## Stated problem
Can you reproduce, word for word, the passage of the memcached post starting with "However, I would" and going on through "to using ..."?

## Text to read
HTTP ?

Tue Nov 30 08:17:10 PST 2004

Gregory Block wrote:
> 
> The only, the *only* thing I can think of to wish for is a better 
> performing GzipOutputStream, and that's mostly because I haven't gone 
> looking for either a faster compression stream in Java, or something 
> backed by hardware to do that compression, and that's just a 
> nice-to-have rather than a killer.

This is the one thing I would like as well!  I played around with the 
basic compression streams in java and the performance was horrible.  Our 
solution was probably not the most elegant.  As the client supports a 
threshold object size, below which, no compression is attempted, we just 
set this value fairly high (128K) and store only our largest object 
compressed.   Given a typical memcached server is fairly cheap, we just 
bought more hardware to run as servers.

However, I would still love to find a fast Java compression stream 
(though I am not holding my breath on finding one anytime soon).  A 
related problem is with the new hashing algorithm being used by a few of 
the other clients (perl, php).  They switched to using ...

private static int newCompatHashingAlg(String key) {
     CRC32 checksum = new CRC32();
     checksum.update(key.getBytes());
     int crc = (int) checksum.getValue();
     return (crc >> 16) & 0x7fff;
}

This is sloooooow in Java (due to the CRC32 checksumming) and really 
fast in other langs like perl.  My solution was to allow the java client 
to specify the hashing algorithm to use.  It can run in a compatibility 
mode, which will use the slower algorithm, but hash the same as other 
clients, but it defaults to a simple String.hashCode(), which is blazing 
fast (mostly due to the fact that Java maintains a pool of String 
objects for you, so you generally only ever calc hashCode one time for a 
given String).

>  - If you've got connection fatigue, hold your connections around.
>  - If you can't solve that, you'll replace 
> connection-fatigue-with-memcached with 
> connection-fatigue-with-loadbalancer.
>  - Assuming you don't have the latter problem, you've probably got a 
> solution that could have been applied to fix the former, identical issue.
>  - If the cost of losing a cache is too high, distribute the load across 
> more caches, effectively reducing the impact of a single cache failure.  
> (And having said this, the uptimes on our caches are unbelievably long, 
> even under heavy use.)

We have only ever had to restart ours when we make sufficient code 
changes to invalidate the majority of data we have cached.  For speed 
purposes, we restart memcached to flush the cache.

>  - If the cost of accessing cache for everything is too high, split 
> cache into a "long term" cache which is retained in memcached, and a 
> "short term" cache which, like human short-term memory, is kept within 
> specific time/usage limits and holds a limited amount of information; 
> that raises the problem of needing to keep this content in sync, but 
> we're purposefully talking about small amounts of content here where 
> content is pushed simultaneously into the short-term and long-term 
> memory system for later recall/reuse.

We do retain cache in our app servers local memory.  Generally, this is 
small data that does not change, yet is accessed frequently.  No point 
in making the network hop for it.  Most data though, we cache in memcached.

Greg

(Extracted records)

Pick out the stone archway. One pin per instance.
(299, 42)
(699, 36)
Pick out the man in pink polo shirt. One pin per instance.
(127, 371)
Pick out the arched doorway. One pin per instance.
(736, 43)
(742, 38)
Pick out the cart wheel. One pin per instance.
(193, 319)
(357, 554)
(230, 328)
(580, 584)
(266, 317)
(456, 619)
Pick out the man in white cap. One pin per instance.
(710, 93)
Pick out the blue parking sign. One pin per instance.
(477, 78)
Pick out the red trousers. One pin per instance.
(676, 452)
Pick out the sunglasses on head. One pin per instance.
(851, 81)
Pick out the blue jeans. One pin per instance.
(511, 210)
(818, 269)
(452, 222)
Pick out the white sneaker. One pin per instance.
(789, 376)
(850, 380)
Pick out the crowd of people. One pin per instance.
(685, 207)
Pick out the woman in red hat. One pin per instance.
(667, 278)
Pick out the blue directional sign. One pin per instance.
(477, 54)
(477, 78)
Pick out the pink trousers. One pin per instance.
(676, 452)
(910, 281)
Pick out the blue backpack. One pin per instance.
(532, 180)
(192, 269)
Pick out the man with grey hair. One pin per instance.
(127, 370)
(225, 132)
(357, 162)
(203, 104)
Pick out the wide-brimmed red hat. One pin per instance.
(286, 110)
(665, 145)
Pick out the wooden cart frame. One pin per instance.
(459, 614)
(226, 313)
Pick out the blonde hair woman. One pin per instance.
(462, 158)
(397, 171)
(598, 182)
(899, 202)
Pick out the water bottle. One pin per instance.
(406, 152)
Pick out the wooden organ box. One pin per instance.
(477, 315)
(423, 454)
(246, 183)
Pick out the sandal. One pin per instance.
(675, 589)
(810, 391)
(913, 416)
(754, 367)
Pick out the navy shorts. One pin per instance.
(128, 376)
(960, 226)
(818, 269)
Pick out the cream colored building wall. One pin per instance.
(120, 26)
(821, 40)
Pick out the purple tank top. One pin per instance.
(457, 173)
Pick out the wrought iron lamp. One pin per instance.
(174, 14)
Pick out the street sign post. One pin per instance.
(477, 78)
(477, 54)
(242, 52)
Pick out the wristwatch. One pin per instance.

## Full response
However, I would still love to find a fast Java compression stream 
(though I am not holding my breath on finding one anytime soon).  A 
related problem is with the new hashing algorithm being used by a few of 
the other clients (perl, php).  They switched to using ...